■ RECORDS FOR THIS TASK
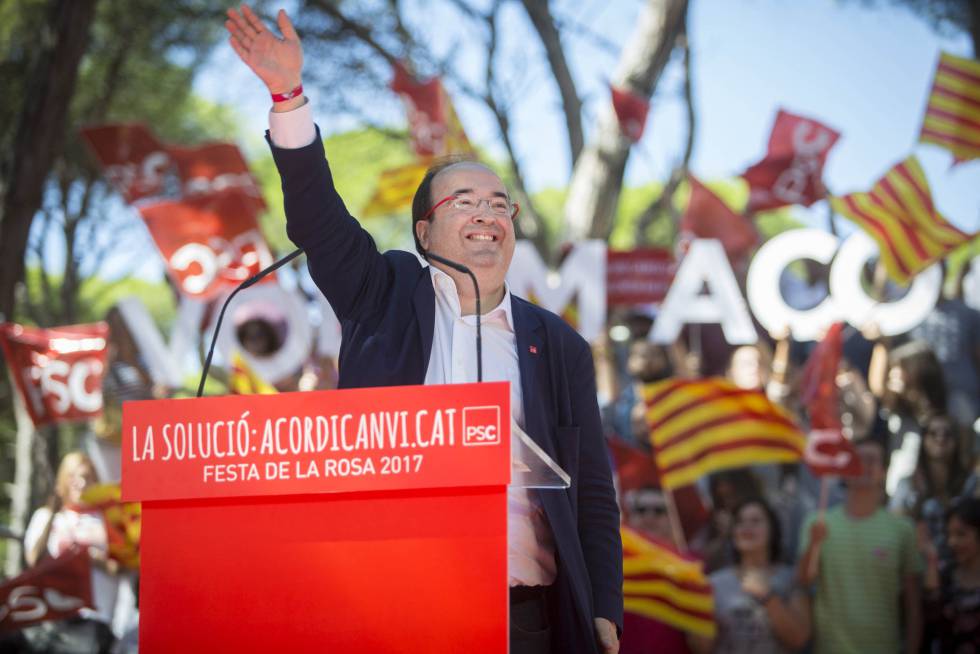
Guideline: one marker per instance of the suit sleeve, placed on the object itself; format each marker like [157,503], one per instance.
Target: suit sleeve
[598,512]
[343,259]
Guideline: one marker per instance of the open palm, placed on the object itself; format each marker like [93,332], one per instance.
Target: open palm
[278,62]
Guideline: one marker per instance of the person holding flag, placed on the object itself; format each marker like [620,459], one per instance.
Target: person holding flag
[404,323]
[864,564]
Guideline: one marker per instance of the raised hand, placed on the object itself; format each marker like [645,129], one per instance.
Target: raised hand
[278,62]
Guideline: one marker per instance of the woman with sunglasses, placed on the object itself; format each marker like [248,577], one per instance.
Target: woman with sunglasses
[952,598]
[759,609]
[940,477]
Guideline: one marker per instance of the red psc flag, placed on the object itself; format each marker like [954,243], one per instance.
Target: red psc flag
[215,167]
[209,243]
[792,169]
[827,452]
[436,129]
[58,371]
[141,167]
[707,216]
[135,162]
[52,590]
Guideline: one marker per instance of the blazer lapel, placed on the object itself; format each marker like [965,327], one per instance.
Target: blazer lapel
[532,359]
[424,300]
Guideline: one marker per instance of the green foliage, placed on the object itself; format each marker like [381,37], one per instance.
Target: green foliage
[97,296]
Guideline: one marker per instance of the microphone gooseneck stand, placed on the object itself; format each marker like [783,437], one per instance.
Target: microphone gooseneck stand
[254,279]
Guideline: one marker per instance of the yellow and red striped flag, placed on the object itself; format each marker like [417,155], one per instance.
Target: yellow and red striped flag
[898,213]
[395,190]
[123,522]
[952,117]
[243,380]
[660,584]
[698,426]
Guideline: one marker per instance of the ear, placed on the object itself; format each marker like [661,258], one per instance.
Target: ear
[422,231]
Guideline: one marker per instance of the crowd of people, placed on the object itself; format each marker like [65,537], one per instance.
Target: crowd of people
[890,562]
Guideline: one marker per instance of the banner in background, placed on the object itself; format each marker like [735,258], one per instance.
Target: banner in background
[58,371]
[208,243]
[792,169]
[640,276]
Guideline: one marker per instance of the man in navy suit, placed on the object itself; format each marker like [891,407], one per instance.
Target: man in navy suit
[405,323]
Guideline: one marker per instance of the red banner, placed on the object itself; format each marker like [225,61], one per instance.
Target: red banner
[640,276]
[141,167]
[209,243]
[707,216]
[58,371]
[436,130]
[828,452]
[631,112]
[213,168]
[293,443]
[792,169]
[135,162]
[52,590]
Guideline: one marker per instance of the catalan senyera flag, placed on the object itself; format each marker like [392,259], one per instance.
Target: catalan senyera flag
[898,213]
[698,426]
[952,119]
[243,380]
[395,191]
[660,584]
[123,522]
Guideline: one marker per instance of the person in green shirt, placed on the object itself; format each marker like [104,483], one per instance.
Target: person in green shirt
[863,563]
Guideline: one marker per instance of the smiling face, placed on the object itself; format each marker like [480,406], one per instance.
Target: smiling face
[477,238]
[963,540]
[939,439]
[750,529]
[646,511]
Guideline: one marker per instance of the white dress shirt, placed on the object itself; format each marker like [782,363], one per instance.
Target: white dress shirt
[530,543]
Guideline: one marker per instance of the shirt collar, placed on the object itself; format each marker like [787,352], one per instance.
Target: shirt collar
[445,286]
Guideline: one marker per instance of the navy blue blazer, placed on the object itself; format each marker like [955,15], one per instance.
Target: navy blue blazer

■ EXERCISE OBJECTIVE
Return the lines from the line containing "Guideline: one marker per instance of the person in" to the end of the entries above, exactly as they appear and with no other output.

■ REPLY
Guideline: one marker per instance of the person in green shirt, placed on the object itself; format each marker like [104,483], one per instance.
Target: person in green shirt
[863,563]
Guideline: one marker per instance of the smiling face, placed on the object itself; format each marker like [480,406], one per instance.
Target: smiling face
[477,238]
[963,540]
[939,439]
[750,529]
[646,511]
Guideline: one marker per instance of the white dress shirt, placed on the object itself; format each marker like [782,363], one per instance.
Target: white dress shirt
[530,543]
Guideline: one marker per instance of the shirt collar, placed on the object itself; format each marker like [787,352], one per instance.
Target: shirt collar
[445,286]
Guideline: one marker per instance of the navy blue blazer, placed on the object itself; format each marker like [955,15], one per instance.
Target: navy blue blazer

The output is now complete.